— Task description —
Retype the lines of the records below, starting at the line that contains "Which pixel lies on the team" and ending at the line that contains "pixel 86 196", with both of those lines included.
Given information start
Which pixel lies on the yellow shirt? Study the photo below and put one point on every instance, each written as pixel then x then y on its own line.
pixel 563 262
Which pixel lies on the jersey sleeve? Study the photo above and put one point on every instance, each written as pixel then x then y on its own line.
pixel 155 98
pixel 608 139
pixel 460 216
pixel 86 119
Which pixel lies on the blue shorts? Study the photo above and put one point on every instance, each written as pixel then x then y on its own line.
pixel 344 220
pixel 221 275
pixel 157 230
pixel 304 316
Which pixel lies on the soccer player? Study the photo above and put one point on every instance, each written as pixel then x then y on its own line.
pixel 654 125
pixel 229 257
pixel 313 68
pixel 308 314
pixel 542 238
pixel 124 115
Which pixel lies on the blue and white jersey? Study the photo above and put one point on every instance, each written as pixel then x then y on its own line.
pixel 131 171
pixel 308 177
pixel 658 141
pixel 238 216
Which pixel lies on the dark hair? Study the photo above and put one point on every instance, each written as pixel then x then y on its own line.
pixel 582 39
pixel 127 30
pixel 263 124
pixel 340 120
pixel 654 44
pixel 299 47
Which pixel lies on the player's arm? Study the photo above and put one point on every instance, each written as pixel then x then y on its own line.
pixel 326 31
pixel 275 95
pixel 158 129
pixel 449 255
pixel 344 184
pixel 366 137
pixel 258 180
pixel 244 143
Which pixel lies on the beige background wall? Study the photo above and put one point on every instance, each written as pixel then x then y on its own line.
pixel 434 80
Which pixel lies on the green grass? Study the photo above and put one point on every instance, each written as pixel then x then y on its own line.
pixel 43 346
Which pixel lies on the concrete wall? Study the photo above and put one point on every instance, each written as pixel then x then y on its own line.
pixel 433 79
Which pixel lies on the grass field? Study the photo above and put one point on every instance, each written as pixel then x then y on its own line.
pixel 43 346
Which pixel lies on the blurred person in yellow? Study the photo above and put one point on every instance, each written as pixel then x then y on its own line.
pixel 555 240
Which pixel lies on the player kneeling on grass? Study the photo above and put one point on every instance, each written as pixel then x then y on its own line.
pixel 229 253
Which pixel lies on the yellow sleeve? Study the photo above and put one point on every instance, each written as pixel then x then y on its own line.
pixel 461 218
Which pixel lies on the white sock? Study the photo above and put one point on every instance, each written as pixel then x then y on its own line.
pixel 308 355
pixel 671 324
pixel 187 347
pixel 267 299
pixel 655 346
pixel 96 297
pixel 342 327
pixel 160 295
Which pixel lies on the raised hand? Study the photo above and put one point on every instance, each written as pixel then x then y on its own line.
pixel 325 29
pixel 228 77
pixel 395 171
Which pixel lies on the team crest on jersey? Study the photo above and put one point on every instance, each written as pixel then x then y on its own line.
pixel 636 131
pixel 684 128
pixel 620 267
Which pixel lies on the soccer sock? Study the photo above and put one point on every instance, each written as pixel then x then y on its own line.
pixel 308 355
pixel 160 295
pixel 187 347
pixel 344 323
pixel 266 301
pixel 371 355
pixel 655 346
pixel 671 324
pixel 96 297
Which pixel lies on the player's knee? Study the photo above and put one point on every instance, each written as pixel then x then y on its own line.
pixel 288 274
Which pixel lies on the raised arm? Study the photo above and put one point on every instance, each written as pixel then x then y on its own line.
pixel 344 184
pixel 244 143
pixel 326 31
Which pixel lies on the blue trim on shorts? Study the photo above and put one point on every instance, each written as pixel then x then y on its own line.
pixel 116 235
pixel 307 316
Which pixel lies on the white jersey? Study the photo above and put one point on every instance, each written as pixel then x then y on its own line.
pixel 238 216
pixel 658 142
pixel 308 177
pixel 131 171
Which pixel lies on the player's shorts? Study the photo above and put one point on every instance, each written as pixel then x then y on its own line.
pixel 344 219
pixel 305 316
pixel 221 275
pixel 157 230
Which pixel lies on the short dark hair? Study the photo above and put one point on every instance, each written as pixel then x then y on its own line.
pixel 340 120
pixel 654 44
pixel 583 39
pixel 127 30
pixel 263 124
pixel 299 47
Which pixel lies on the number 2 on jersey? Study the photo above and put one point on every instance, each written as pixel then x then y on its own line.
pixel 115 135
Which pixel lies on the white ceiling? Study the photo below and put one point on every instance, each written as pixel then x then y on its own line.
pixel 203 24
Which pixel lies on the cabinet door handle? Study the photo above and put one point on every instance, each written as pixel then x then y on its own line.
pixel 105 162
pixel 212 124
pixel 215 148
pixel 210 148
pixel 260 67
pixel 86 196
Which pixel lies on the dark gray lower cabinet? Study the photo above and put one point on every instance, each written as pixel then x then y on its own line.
Given information end
— Result below —
Which pixel lies on the team crest on jersey? Study the photo above and put one point on every instance, each written as pixel then x then y on its own line.
pixel 636 131
pixel 684 128
pixel 620 267
Which pixel lies on the soccer sock? Study the photo above and put one point on every instance, each written as pixel then x then y on its own line.
pixel 308 355
pixel 160 295
pixel 187 347
pixel 344 323
pixel 266 301
pixel 371 355
pixel 655 346
pixel 671 324
pixel 96 297
Which pixel lies on the player's knee? Study the photo above and put one point on every instance, each written as pixel then x then y on its own line.
pixel 288 274
Which pixel lies on the raised arm? Study the photo above and put one point on every instance, each written as pixel then x then y on its own line.
pixel 344 184
pixel 244 143
pixel 326 31
Which pixel lies on the blue trim on shorts? Study the photo above and put one point on every instance, each written as pixel then x then y on its own line.
pixel 116 235
pixel 307 316
Which pixel lies on the white jersey? Study the photo above and put one point on every instance, each written as pixel then x then y on its own line.
pixel 238 216
pixel 658 142
pixel 308 177
pixel 131 171
Which pixel lies on the player's shorts? Study the photo above and put one point on every instance, each written as pixel then x then y on its own line.
pixel 344 219
pixel 305 316
pixel 221 275
pixel 157 230
Which pixel lies on the short dark hair? Study the photo above and put one point on every instance, each written as pixel then x then y on its own line.
pixel 340 120
pixel 654 44
pixel 583 39
pixel 127 30
pixel 263 124
pixel 299 47
Which pixel lies on the number 2 on jersey? Study the photo above and put one point on every instance, each written as pixel then x then y on its own line.
pixel 115 135
Which pixel lies on the white ceiling? Study the photo below and put one point on every instance, each written as pixel then x then y on its own line.
pixel 203 24
Which pixel lies on the cabinet door handle? Study the photo above and put one point on every instance, each written as pixel then x then y on its own line.
pixel 105 162
pixel 212 124
pixel 215 148
pixel 210 148
pixel 260 67
pixel 86 196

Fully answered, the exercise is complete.